Retype every line of the material below without changing anything.

[Begin Working data]

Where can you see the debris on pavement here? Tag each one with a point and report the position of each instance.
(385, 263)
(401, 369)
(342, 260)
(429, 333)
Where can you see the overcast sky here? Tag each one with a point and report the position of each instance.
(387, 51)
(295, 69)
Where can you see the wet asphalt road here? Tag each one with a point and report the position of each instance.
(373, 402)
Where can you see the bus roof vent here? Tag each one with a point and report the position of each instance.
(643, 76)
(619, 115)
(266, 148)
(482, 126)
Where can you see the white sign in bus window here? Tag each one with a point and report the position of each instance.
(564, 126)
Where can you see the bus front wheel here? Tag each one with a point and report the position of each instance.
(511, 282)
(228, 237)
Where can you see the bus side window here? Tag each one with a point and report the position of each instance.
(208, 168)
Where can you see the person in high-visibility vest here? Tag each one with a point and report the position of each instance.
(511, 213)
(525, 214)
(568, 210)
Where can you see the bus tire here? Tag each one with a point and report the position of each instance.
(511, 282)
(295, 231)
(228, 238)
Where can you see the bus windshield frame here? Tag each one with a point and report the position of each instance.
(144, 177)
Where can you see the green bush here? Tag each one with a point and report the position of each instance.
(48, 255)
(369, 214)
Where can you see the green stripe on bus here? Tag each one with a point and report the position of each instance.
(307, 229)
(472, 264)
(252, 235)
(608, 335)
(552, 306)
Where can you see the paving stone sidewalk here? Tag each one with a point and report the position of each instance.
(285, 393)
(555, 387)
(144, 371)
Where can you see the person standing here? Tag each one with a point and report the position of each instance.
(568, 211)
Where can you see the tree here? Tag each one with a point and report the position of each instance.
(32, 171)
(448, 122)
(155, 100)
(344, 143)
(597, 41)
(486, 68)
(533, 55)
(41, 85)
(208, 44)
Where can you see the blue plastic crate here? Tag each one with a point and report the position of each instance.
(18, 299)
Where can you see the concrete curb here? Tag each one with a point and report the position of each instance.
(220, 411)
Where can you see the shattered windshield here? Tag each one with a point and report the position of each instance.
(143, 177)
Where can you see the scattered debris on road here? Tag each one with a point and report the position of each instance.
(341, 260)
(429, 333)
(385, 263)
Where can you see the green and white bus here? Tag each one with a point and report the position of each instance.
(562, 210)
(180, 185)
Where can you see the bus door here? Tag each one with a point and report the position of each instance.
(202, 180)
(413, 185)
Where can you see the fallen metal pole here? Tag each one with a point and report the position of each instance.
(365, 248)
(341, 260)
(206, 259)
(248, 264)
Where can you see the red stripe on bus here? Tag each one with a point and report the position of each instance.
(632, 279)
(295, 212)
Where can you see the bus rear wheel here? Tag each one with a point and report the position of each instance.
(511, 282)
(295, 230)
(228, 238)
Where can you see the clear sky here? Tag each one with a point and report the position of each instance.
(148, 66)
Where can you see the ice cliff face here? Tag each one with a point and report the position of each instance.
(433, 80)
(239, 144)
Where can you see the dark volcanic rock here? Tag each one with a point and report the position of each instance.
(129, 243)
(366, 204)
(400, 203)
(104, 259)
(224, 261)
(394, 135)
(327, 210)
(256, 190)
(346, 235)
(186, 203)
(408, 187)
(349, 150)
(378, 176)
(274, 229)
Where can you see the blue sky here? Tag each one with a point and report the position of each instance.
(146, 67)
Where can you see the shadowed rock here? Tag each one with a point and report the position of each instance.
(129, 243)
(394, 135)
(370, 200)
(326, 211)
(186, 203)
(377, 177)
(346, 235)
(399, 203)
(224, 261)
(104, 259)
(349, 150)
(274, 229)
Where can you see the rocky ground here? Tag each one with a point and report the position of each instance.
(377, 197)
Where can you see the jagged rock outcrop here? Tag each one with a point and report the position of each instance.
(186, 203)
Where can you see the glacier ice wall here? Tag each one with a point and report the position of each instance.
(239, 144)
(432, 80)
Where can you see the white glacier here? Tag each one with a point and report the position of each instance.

[End Working data]

▸ Solution to this exercise:
Where can you see the debris on pavement here? Tag each one with a point and report the position of each instance.
(385, 263)
(401, 369)
(342, 260)
(429, 333)
Where can you see the overcast sky here? Tag each one with a point and report the position of each instance.
(387, 51)
(295, 69)
Where can you see the wet asphalt road here? Tag each one with a point and report the position of each instance.
(373, 402)
Where can you see the bus roof vent here? Tag each one with a point and report the position of each instance.
(643, 76)
(619, 115)
(266, 148)
(482, 126)
Where can you see the white sign in bus window here? Tag each one with a point and report the position of each instance.
(564, 126)
Where can you see the bus front wheel here? Tag each one with a point and report the position of each instance.
(511, 282)
(228, 237)
Where can you see the bus side window here? Tag each one with a point and report the position of each instance.
(208, 168)
Where can you see the person in high-visibility vest here? Tag each one with a point and report the position of each instance.
(511, 213)
(525, 214)
(568, 210)
Where can you see the bus tire here? Tag each one with a point and report the position of each instance.
(511, 282)
(295, 231)
(228, 238)
Where can you see the bus windshield frame here? Tag each one with a point and report the position of each instance.
(144, 177)
Where can you see the green bush here? Tag each one with a point and report the position of each instance.
(48, 255)
(369, 214)
Where can you see the green stripe on bus here? Tag each one with a point and report the position of each instance.
(307, 229)
(472, 264)
(252, 235)
(608, 335)
(552, 306)
Where can you see the paving stone sidewalk here? Tag each one with a point and report the position of each instance.
(285, 393)
(555, 387)
(144, 371)
Where can you see the person standing here? Tag each one with a point and report the position of each instance.
(568, 211)
Where can you see the tree here? Tag each one with a point and report the position of each instance.
(32, 171)
(448, 122)
(155, 100)
(344, 143)
(597, 41)
(486, 68)
(533, 55)
(41, 85)
(208, 44)
Where can you see the blue plastic crate here? Tag each one with a point and report the position of each instance.
(18, 299)
Where can you see the concrete curb here? Tag each one with a point and report the position of each instance.
(220, 411)
Where can you see the shattered windshield here? Tag each one with a point and report the position of each instance.
(143, 177)
Where can you see the scattered debris on road here? Tag each one with a point and report the position of each instance.
(341, 260)
(429, 333)
(385, 263)
Where can you see the green and white bus here? Tag each one with a point and report the position of each instance.
(562, 210)
(180, 185)
Where can you see the bus door here? Tag each one with a point and report the position of each instance.
(202, 180)
(413, 185)
Where can you see the fallen metal pole here? Tag each one with a point and report the position of each instance.
(365, 248)
(341, 260)
(206, 259)
(248, 264)
Where can you see the red stripe on bus here? Tag each one with a point and report the position of each instance.
(632, 279)
(295, 212)
Where can you see the bus rear wheel here? Tag each one with a point and report the position of each instance.
(511, 282)
(295, 230)
(228, 238)
Where can you see the clear sky here? Tag each one with a point and report the position of each instance.
(148, 66)
Where can you see the ice cliff face here? Tag each one with a point and report the position of each instance.
(433, 80)
(239, 144)
Where can you see the dark volcanic rock here? Tag each one with a point and report the position of each instance.
(129, 243)
(366, 204)
(400, 203)
(104, 259)
(224, 261)
(394, 135)
(327, 210)
(256, 190)
(346, 235)
(186, 203)
(408, 187)
(349, 150)
(378, 176)
(274, 229)
Where can you see the blue sky here? Tag each one with a point and report the position of each instance.
(146, 67)
Where can you see the shadowed rock here? Tag each one with a point and report the position of each instance.
(129, 243)
(394, 135)
(370, 200)
(326, 211)
(186, 203)
(377, 177)
(346, 235)
(399, 203)
(224, 261)
(104, 259)
(349, 150)
(274, 229)
Where can you see the rocky ground here? Tag each one with a point and report the position of each instance.
(377, 197)
Where can you see the jagged rock outcrop here? Tag each one with a point and report the position of each instance.
(186, 203)
Where can you see the glacier ice wall here? Tag each one with a point and report the position of each instance.
(239, 144)
(432, 80)
Where can you see the white glacier here? Tag each one with a point and report the position of each instance.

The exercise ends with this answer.